§ **Exercise inputs**
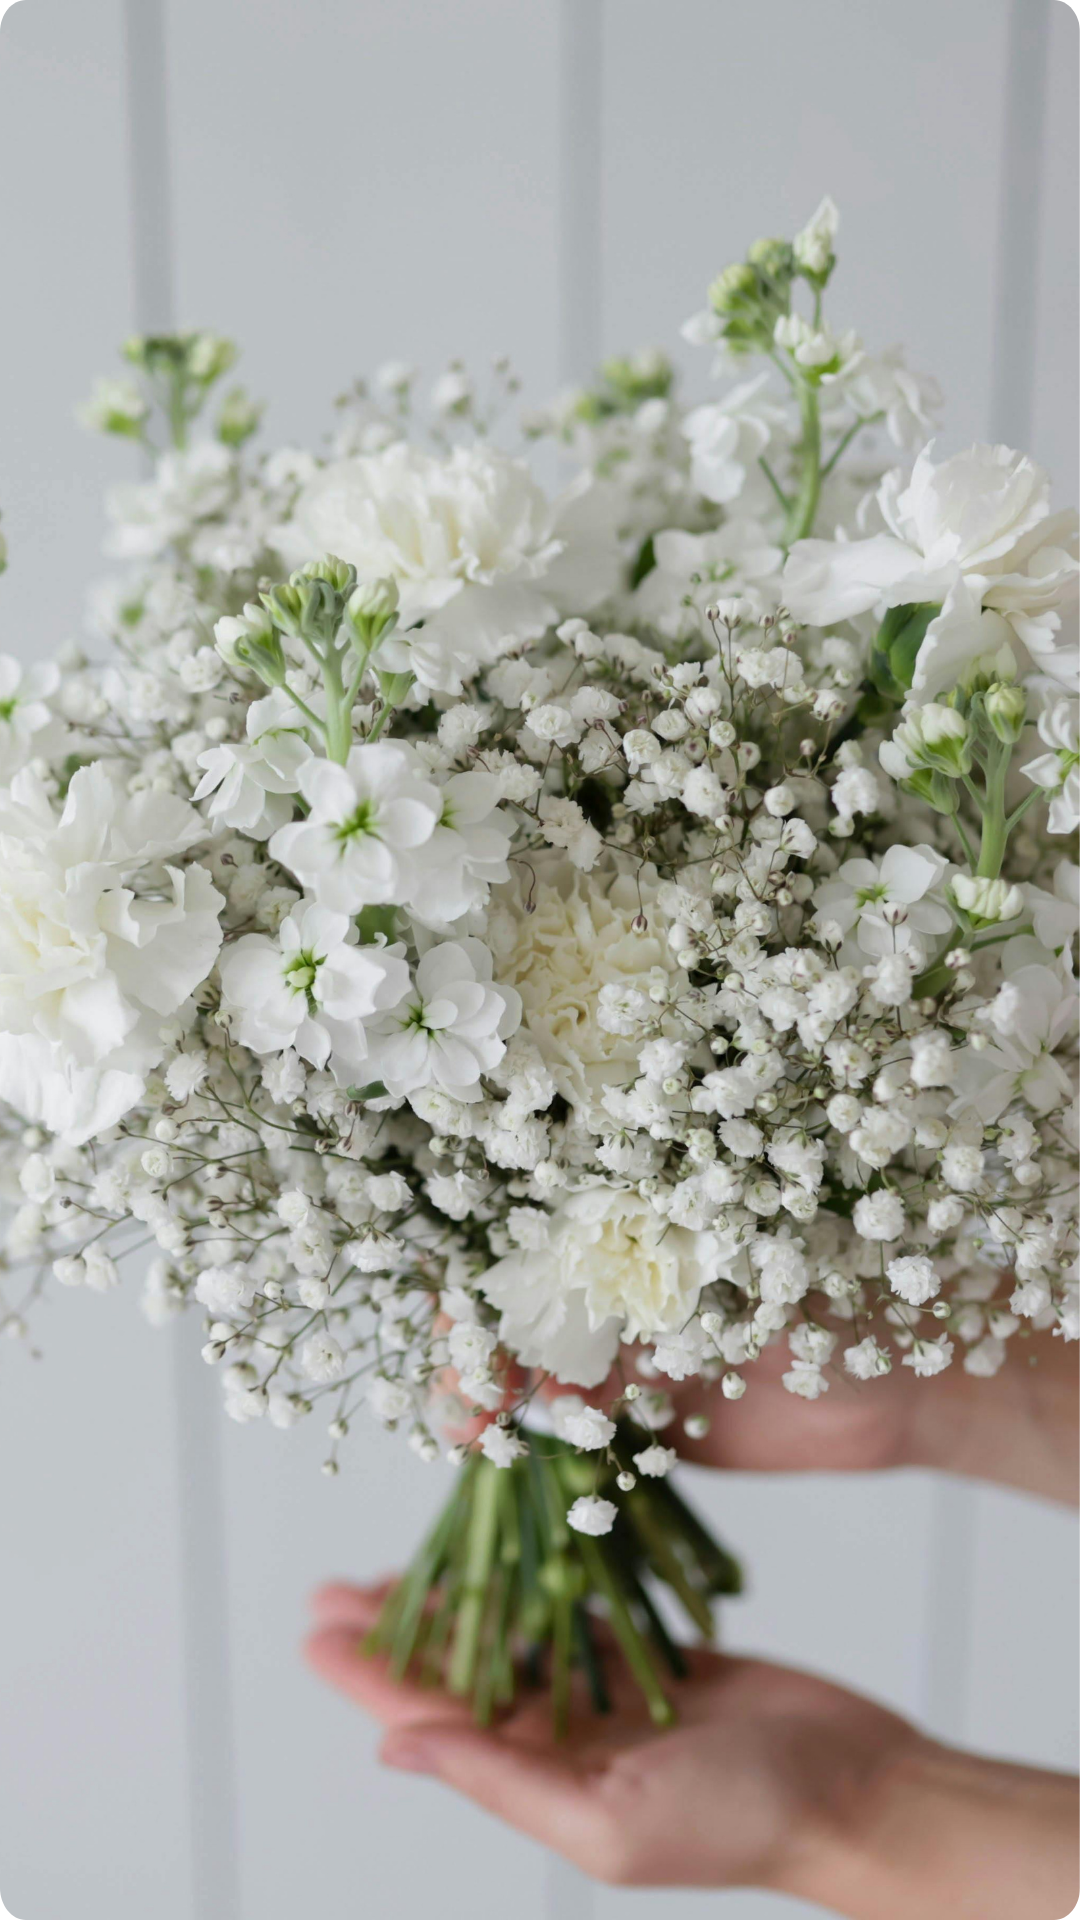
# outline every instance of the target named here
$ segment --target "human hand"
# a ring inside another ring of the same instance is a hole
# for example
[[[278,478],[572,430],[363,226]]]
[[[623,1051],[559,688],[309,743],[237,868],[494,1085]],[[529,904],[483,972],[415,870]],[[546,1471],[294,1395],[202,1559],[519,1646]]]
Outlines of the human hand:
[[[936,1467],[1075,1504],[1077,1360],[1075,1344],[1017,1336],[990,1380],[965,1373],[959,1355],[933,1380],[897,1366],[884,1378],[855,1381],[833,1367],[828,1393],[808,1401],[783,1385],[790,1356],[780,1338],[746,1368],[740,1400],[726,1400],[700,1378],[659,1381],[678,1416],[661,1437],[684,1459],[738,1472]],[[551,1397],[567,1389],[549,1382],[544,1391]],[[605,1405],[622,1391],[623,1379],[612,1374],[585,1397]],[[697,1439],[684,1426],[693,1414],[709,1423]]]
[[[813,1675],[690,1650],[678,1723],[658,1731],[611,1662],[613,1711],[556,1742],[525,1694],[492,1729],[467,1704],[395,1682],[361,1651],[384,1588],[315,1599],[312,1666],[384,1729],[381,1757],[455,1787],[627,1886],[753,1886],[850,1920],[1059,1920],[1075,1893],[1062,1776],[952,1753]]]

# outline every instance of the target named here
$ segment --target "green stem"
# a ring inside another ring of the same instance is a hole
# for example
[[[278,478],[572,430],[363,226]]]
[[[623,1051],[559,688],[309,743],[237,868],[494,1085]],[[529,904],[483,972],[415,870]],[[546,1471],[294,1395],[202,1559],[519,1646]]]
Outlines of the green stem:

§ **Exercise directions**
Filter the lines above, keeping each one that contains the string "target".

§ **Exercise output**
# outline every instance of the target named here
$ segment --target "human hand"
# outline every instance of the target named here
$ segment --target "green stem"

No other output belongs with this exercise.